- [Information supplied]:
■ ■ ■

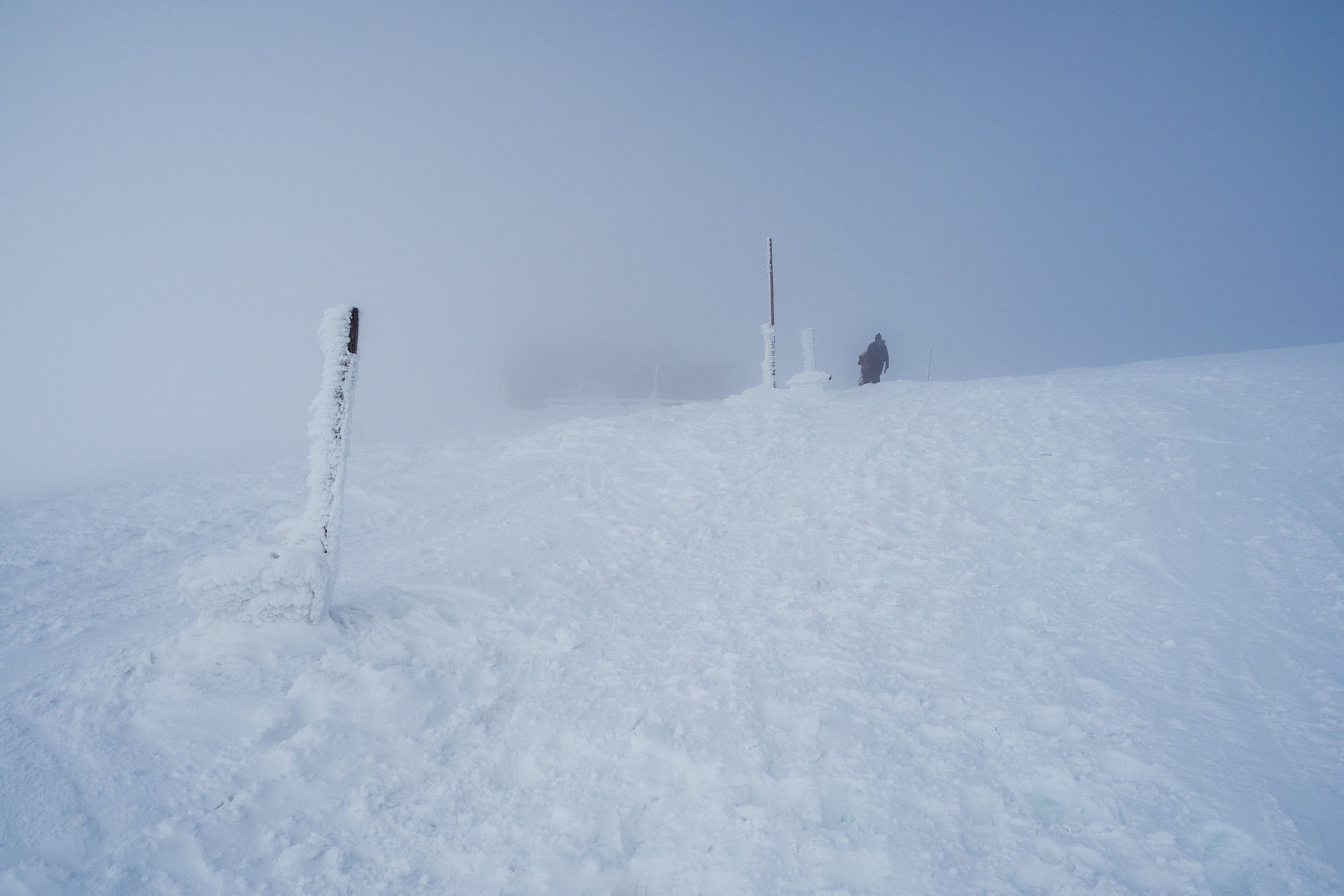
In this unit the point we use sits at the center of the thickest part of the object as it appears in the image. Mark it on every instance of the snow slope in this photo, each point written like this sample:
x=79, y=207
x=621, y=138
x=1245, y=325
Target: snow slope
x=1059, y=634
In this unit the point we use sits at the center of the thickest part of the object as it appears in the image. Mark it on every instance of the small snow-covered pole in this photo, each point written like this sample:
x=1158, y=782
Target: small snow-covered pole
x=771, y=250
x=809, y=349
x=328, y=430
x=768, y=365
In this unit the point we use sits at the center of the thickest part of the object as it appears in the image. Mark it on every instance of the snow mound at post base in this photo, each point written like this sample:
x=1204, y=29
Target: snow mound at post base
x=261, y=584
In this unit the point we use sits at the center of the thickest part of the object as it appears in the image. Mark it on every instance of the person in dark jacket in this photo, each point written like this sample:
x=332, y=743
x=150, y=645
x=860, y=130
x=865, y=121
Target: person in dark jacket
x=874, y=362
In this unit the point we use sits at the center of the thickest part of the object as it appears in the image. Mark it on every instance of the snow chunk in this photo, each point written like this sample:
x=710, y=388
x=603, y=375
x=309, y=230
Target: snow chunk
x=261, y=584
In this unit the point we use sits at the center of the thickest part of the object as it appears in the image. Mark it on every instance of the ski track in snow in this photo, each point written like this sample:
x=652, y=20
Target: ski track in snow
x=1059, y=634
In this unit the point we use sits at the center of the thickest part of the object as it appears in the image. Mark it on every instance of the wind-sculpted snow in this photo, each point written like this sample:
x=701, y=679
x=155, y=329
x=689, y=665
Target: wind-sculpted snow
x=1063, y=634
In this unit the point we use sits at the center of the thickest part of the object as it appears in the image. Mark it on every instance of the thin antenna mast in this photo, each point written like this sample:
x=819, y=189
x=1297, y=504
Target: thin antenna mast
x=771, y=246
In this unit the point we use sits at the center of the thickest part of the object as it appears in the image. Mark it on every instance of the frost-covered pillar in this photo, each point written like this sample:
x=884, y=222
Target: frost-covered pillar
x=809, y=349
x=768, y=365
x=811, y=377
x=293, y=580
x=328, y=430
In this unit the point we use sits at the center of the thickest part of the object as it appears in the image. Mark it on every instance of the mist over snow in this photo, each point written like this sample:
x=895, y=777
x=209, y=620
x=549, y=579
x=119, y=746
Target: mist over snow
x=1016, y=188
x=1072, y=633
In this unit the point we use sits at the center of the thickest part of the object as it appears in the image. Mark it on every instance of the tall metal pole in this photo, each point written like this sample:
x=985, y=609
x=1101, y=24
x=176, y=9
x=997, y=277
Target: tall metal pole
x=771, y=246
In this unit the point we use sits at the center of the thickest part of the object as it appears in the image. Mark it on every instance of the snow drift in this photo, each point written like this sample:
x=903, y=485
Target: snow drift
x=1060, y=634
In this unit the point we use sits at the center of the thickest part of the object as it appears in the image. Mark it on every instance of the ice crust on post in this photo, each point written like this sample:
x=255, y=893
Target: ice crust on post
x=768, y=365
x=809, y=375
x=293, y=580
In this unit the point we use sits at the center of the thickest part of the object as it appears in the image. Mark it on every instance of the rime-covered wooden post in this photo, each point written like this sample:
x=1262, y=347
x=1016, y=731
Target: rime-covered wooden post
x=809, y=349
x=293, y=580
x=328, y=430
x=768, y=365
x=809, y=375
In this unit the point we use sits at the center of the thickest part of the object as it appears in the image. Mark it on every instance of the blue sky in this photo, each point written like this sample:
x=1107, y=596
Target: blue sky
x=1018, y=187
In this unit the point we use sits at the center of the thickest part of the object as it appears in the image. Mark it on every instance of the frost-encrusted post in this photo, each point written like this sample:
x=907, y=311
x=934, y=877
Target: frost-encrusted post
x=768, y=365
x=293, y=580
x=809, y=375
x=328, y=430
x=768, y=330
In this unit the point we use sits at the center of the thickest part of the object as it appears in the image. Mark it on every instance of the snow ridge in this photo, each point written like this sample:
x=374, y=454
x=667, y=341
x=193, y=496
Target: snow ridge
x=1074, y=633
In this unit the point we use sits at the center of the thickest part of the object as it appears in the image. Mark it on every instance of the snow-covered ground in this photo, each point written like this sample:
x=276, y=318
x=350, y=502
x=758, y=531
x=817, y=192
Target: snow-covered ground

■ ■ ■

- [Exercise]: Everything from the line with "of the rime-covered" to the end of the listing above needs to be duplicated exactly, both end lines included, with nothing more.

- [Response]:
In this unit the point we use sits at the center of the thickest part of the object as it appears in the image. Mark it on every instance of the rime-covered wooden post in this photo, each point written like this sample:
x=1262, y=347
x=1016, y=731
Target: rime-covered wooden post
x=809, y=349
x=293, y=580
x=328, y=430
x=768, y=365
x=809, y=375
In this unit the point we use sits at the center of the thickest part of the object as it appears in the image. Mark it on every instance of the blue sky in this photo, each point written like this sample:
x=1107, y=596
Target: blue sky
x=1018, y=187
In this unit the point we use sits at the center of the thickest part of the object as it appears in the image. Mark it on every instance of the frost-encrusted post in this photo, each point written like this sample:
x=907, y=311
x=934, y=877
Target: frost-encrusted post
x=768, y=365
x=293, y=580
x=809, y=375
x=328, y=430
x=768, y=330
In this unit the point we use sits at the center of the thickest part of the object as it appears in the image. Mark it on every instance of the snow ridge in this photo, each point written like this sample:
x=374, y=454
x=667, y=341
x=193, y=496
Target: snow ridge
x=1074, y=633
In this unit the point we use sits at the center of the thickest part of the object as it appears in the image. Mark it on every instance of the snow-covered ground in this photo, each point written like this sample:
x=276, y=318
x=350, y=502
x=758, y=531
x=817, y=192
Target: snow-covered ground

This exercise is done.